WRITTEN PROBLEM = Copy all of the lines below word for word, but leave the pictures out.

PROVIDED DATA =

* * *

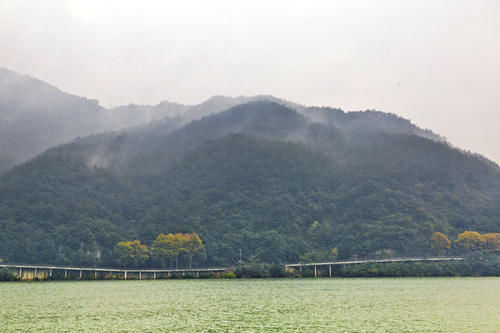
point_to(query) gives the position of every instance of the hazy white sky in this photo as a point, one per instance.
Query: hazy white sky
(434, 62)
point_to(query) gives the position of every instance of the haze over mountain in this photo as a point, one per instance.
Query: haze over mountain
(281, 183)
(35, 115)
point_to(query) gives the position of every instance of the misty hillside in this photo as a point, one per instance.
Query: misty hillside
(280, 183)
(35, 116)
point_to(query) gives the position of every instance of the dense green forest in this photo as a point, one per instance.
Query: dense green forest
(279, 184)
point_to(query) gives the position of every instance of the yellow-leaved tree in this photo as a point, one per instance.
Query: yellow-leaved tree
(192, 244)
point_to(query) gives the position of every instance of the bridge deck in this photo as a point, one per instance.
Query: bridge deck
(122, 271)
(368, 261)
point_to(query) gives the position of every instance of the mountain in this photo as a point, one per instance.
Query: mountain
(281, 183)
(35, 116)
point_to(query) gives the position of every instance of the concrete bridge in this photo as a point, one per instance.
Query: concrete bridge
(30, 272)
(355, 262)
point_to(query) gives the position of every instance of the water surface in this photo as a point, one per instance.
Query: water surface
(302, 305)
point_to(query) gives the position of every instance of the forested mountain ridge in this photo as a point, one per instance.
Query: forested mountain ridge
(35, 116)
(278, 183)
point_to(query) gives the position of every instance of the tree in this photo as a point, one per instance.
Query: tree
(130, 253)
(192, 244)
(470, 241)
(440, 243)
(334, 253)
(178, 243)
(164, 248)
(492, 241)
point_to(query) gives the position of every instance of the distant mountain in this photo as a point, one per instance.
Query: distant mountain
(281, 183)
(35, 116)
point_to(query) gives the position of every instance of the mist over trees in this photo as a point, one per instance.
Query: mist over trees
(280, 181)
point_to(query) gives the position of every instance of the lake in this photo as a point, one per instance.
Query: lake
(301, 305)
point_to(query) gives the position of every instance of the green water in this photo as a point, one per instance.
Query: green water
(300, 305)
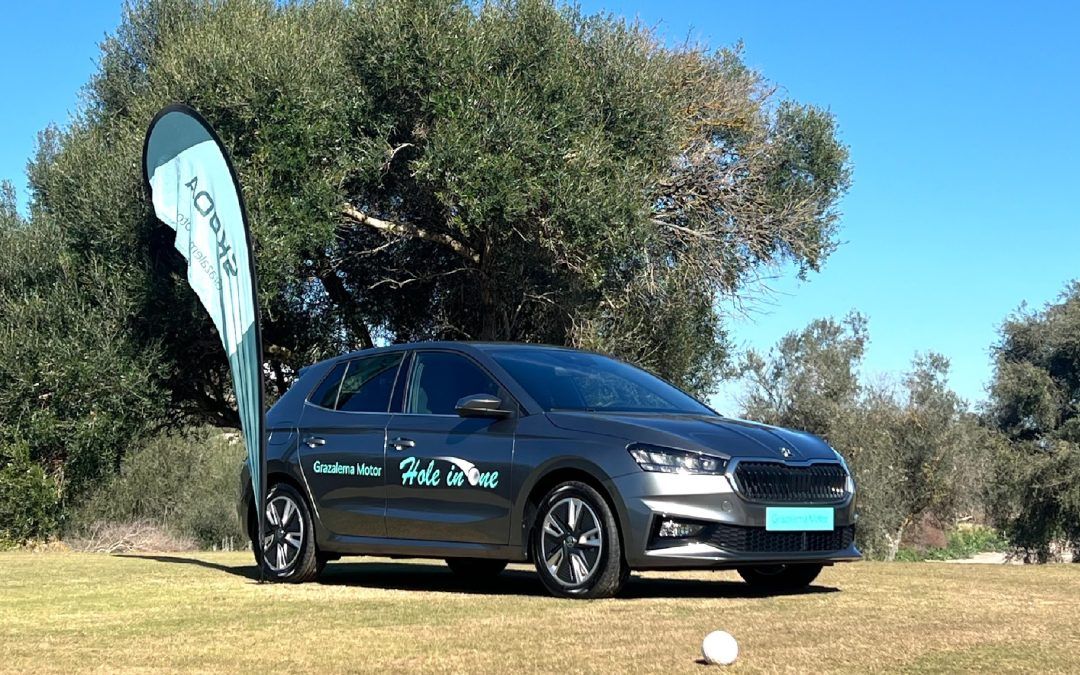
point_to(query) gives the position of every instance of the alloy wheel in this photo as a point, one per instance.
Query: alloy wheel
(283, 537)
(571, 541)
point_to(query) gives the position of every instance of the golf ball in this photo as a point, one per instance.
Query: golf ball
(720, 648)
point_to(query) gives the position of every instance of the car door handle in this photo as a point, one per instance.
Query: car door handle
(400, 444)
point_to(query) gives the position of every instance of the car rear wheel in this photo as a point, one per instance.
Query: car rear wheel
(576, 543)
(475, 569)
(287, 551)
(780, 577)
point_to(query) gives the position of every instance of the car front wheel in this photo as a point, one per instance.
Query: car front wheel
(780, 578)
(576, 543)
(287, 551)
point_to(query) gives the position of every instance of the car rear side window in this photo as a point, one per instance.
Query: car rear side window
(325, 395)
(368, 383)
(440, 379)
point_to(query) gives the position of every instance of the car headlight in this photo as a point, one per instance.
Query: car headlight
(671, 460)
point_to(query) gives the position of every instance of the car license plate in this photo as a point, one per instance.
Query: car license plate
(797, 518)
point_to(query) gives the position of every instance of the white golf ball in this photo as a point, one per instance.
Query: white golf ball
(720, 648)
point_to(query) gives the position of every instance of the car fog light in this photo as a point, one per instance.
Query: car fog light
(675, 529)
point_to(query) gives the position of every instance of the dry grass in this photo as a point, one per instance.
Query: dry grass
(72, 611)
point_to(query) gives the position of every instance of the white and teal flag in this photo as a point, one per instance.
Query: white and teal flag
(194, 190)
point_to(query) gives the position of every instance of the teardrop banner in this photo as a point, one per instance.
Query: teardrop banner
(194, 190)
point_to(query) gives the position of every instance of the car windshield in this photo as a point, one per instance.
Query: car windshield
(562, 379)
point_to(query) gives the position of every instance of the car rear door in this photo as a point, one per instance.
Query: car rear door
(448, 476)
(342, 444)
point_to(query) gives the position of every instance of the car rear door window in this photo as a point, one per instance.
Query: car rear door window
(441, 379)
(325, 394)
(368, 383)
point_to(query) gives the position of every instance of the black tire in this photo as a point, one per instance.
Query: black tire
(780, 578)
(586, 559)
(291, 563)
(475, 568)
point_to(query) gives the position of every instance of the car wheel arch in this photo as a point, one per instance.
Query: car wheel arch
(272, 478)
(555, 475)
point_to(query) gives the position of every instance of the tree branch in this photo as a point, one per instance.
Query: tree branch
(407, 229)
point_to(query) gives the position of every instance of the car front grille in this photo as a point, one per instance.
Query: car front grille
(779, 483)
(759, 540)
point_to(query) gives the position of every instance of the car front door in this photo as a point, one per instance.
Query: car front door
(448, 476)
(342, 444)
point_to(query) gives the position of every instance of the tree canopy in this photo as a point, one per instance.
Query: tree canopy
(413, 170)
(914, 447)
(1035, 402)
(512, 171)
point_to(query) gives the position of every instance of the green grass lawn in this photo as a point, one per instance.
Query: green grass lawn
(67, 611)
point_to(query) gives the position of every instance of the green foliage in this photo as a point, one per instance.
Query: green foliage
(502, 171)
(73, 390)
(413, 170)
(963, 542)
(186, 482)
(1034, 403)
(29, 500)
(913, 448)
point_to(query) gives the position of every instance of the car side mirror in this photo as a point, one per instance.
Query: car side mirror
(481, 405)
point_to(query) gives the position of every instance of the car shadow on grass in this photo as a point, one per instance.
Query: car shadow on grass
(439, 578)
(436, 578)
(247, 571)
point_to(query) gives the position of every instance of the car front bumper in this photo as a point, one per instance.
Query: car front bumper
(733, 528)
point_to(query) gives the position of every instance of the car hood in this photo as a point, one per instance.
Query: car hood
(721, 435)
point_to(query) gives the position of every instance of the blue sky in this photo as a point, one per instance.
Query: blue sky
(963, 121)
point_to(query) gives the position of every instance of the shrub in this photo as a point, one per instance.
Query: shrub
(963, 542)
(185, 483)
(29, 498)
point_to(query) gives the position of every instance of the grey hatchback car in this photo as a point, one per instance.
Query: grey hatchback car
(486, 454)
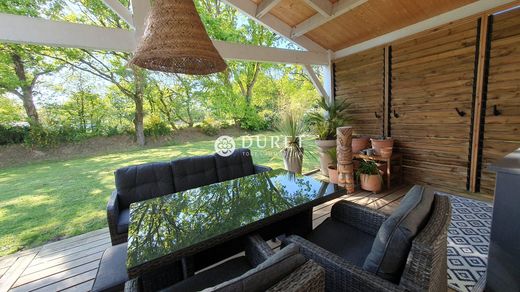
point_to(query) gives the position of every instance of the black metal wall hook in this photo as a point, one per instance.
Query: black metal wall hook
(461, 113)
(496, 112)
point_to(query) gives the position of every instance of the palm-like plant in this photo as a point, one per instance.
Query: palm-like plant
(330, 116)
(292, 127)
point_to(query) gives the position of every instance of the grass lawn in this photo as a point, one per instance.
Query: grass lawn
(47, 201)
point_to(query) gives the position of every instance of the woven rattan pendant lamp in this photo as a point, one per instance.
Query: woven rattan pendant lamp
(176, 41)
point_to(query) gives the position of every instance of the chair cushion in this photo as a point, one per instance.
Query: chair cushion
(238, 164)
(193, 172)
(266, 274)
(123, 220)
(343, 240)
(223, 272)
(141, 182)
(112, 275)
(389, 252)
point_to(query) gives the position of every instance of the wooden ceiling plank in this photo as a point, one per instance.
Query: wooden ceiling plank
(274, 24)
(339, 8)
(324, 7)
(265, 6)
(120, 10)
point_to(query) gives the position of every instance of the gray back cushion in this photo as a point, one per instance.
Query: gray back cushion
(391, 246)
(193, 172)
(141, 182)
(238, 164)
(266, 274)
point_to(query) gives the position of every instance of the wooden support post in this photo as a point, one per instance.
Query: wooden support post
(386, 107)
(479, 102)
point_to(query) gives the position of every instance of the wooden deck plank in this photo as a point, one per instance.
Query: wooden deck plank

* * *

WRITTEN ANSWER =
point_to(query) gives the position of every instance of the hazy white sky in this photo as a point, one per instance.
Query: hazy white sky
(434, 62)
point_to(query) gives the position of every instance of the haze over mountain in this photo as a point, one per instance.
Query: haze over mountain
(281, 183)
(35, 115)
point_to(query) gives the position of every instance of the misty hillside in this photo as a point, one per instance.
Query: misty hillside
(280, 183)
(35, 116)
point_to(query) gives the position of every instance of the dense green forest in this photo as a point, one per instance.
Query: dense green forest
(279, 184)
point_to(query) gives the position of every instance of the yellow-leaved tree in this photo as a point, one per instance.
Query: yellow-leaved tree
(192, 244)
point_to(query) gives the position of every instance of the bridge deck in this photo as a point, one per instance.
Query: bridge deck
(122, 271)
(368, 261)
point_to(query) gives the position of every instance of the mountain in this photo as a point, one per instance.
Query: mountain
(281, 183)
(35, 116)
point_to(query) gives the position of every instance of the concrete bridge in this photo as a point, one per instance.
Query: concrete bridge
(30, 272)
(355, 262)
point_to(query) gives the position of every instance of the water surface in this photo as a point, one per instance.
Query: water surface
(302, 305)
point_to(query) gives the position of every instance of the forested mountain ridge in this photo as a point, one per instance.
Query: forested mountain ridge
(35, 116)
(278, 183)
point_to(query) gives the position of every instance of the tree in this photo as a point, one per instance.
Query: tree
(130, 253)
(192, 244)
(470, 241)
(440, 243)
(334, 253)
(178, 243)
(164, 248)
(492, 241)
point_to(query) gives the position of every instance of the distant mountain in this photo as a point, one per instance.
Query: distant mountain
(281, 183)
(35, 116)
point_to(query) gives the position of every instance of the mist over trees in this photo as a point, one per instance.
Query: mist over trees
(280, 181)
point_to(query) gives the position of every instance of the lake in this photo as a point, one per instance.
Query: lake
(301, 305)
point_to(query) gives the position of every instance of the green water in this photo as a point, one per instance.
Query: green water
(300, 305)
point_to(query) gives the position of every instance of the alloy wheel in this photo as a point, one per instance.
Query: alloy wheel
(283, 537)
(571, 541)
point_to(query) gives the position of every instance of the golf ball in this photo as a point, one per instance.
Query: golf ball
(720, 648)
point_to(query) gives the position of every instance of the car door handle in this photo as a point, one per instance.
Query: car door handle
(400, 444)
point_to(query) gives the position of every instance of the car rear wheel in this photo as a point, one per instance.
Query: car rear wheel
(576, 543)
(475, 569)
(287, 551)
(780, 577)
point_to(query) gives the position of every instance of the car front wheel in this photo as a point, one per instance.
Query: car front wheel
(780, 578)
(576, 543)
(287, 551)
point_to(query) gives the position of every instance of the car rear side window in this photo as a point, one per instance.
Query: car rear side window
(325, 395)
(368, 383)
(440, 379)
point_to(query) gives the position of every instance of the car headlight in this photo as a point, one per instance.
Query: car headlight
(671, 460)
point_to(query) gives the position of every instance of the car license plate in this photo as a point, one per instance.
Query: car license plate
(797, 518)
point_to(query) gives the position of every instance of the white golf ball in this photo as a point, one per instance.
Query: white golf ball
(720, 648)
point_to(query) gives the position of every instance of the car fog light in this photo as a point, one per instance.
Query: car fog light
(675, 529)
point_to(query) gives the position of every instance of the dry grass in this photo as a point, one per instance.
Query: dry grass
(72, 611)
point_to(query) gives the position of every instance of the white and teal flag in this photo as a point, one per instance.
Query: white and teal flag
(194, 190)
point_to(query) gives the position of every instance of the teardrop banner in this photo as a point, one per instance.
Query: teardrop banner
(194, 190)
point_to(query) gives the position of every instance of the car windshield in this photo as a point, one per instance.
Query: car windshield
(562, 379)
point_to(query) gives the position of every instance of the car rear door in this photo as a point, one per instance.
Query: car rear door
(448, 476)
(342, 444)
point_to(query) gives the position of every instance of the car rear door window in this photo as a point, one per instance.
Query: car rear door window
(441, 379)
(325, 394)
(368, 383)
point_to(query) gives the position of every instance of the black tire in this photo as a point, one per instance.
Query: black tire
(780, 578)
(586, 559)
(291, 563)
(475, 568)
point_to(query) gives the position of every instance of the car wheel arch in this photo as a point, one per instance.
Query: car wheel arch
(272, 478)
(555, 475)
point_to(query) gives the position of every instance of the tree branch in this photo as a point, one per instance.
Query: tree branch
(407, 229)
point_to(query) gives the position of every instance of the car front grille in this photo as a point, one per instance.
Query: car front grille
(779, 483)
(759, 540)
point_to(query) gives the position of every instance of the car front door in this photo as a point, one per instance.
Query: car front door
(448, 476)
(342, 444)
point_to(query) gives the position of every instance of the tree canopy in this photo as a point, one per instance.
Query: tree canopy
(413, 170)
(914, 447)
(1035, 402)
(512, 171)
point_to(query) gives the position of every instance of the green grass lawn in this photo as a point, one per instance.
Query: green grass lawn
(67, 611)
point_to(query) gives the position of every instance of the green foliage in this photo as a point, one per instance.
Query: green foliage
(502, 171)
(73, 390)
(413, 170)
(963, 542)
(186, 482)
(1034, 403)
(29, 500)
(913, 448)
point_to(query) gives the position of every instance of the car side mirror in this photo as a point, one per instance.
Query: car side mirror
(481, 405)
point_to(query) gives the position of every instance of the car shadow on grass in this photo as a point, one per instance.
Query: car shadow on grass
(439, 578)
(436, 578)
(247, 571)
point_to(query) gives the position of every instance of the car front bumper in this photo as a point, one per instance.
Query: car front bumper
(733, 528)
point_to(query) gives the position of every instance of the car hood in this photo as a point, one per instance.
Query: car hood
(721, 435)
point_to(query) gives the position of every instance of the blue sky in this photo as a point, one per instance.
Query: blue sky
(963, 121)
point_to(query) gives the position of every instance of the shrub in this photo as a point, one per instance.
Query: shrub
(963, 542)
(185, 483)
(29, 498)
point_to(query) gives the position of every instance of the grey hatchback car in this photo as a point, one per instance.
Query: grey hatchback car
(486, 454)
point_to(query) gives the position of every instance of the black metal wall hook in this photo as a point, one per instance.
Query: black metal wall hook
(461, 113)
(496, 112)
point_to(query) gives the position of every instance of the palm-like plant in this photo as a point, one per instance.
Query: palm-like plant
(330, 116)
(292, 127)
point_to(query) gives the position of every instance of the grass lawn in this photo as a point, one per instance.
Query: grass lawn
(47, 201)
point_to(query) gives the position of every instance of the woven rattan pendant lamp in this photo as a point, one per instance.
Query: woven rattan pendant lamp
(176, 41)
point_to(query) gives the position of every instance of the chair cushion in this photo as a point, one per instance.
Query: chair cushion
(238, 164)
(193, 172)
(266, 274)
(123, 220)
(343, 240)
(223, 272)
(141, 182)
(112, 275)
(389, 252)
point_to(query) gives the position of every instance of the wooden ceiling plank in this photo as a point, one per instance.
Query: wooden ceiling plank
(274, 24)
(339, 8)
(324, 7)
(265, 6)
(120, 10)
point_to(query) gives the position of every instance of the gray back cushion in this photo as a point, one per instance.
Query: gray back cushion
(391, 246)
(193, 172)
(141, 182)
(238, 164)
(266, 274)
point_to(query) gives the position of every instance of the wooden support post in this photo as a point, one per instance.
Query: wooden support post
(386, 107)
(479, 102)
point_to(query) gives the position of every instance of the wooden deck plank in this photo as a point, one per instance.
Query: wooden deck plank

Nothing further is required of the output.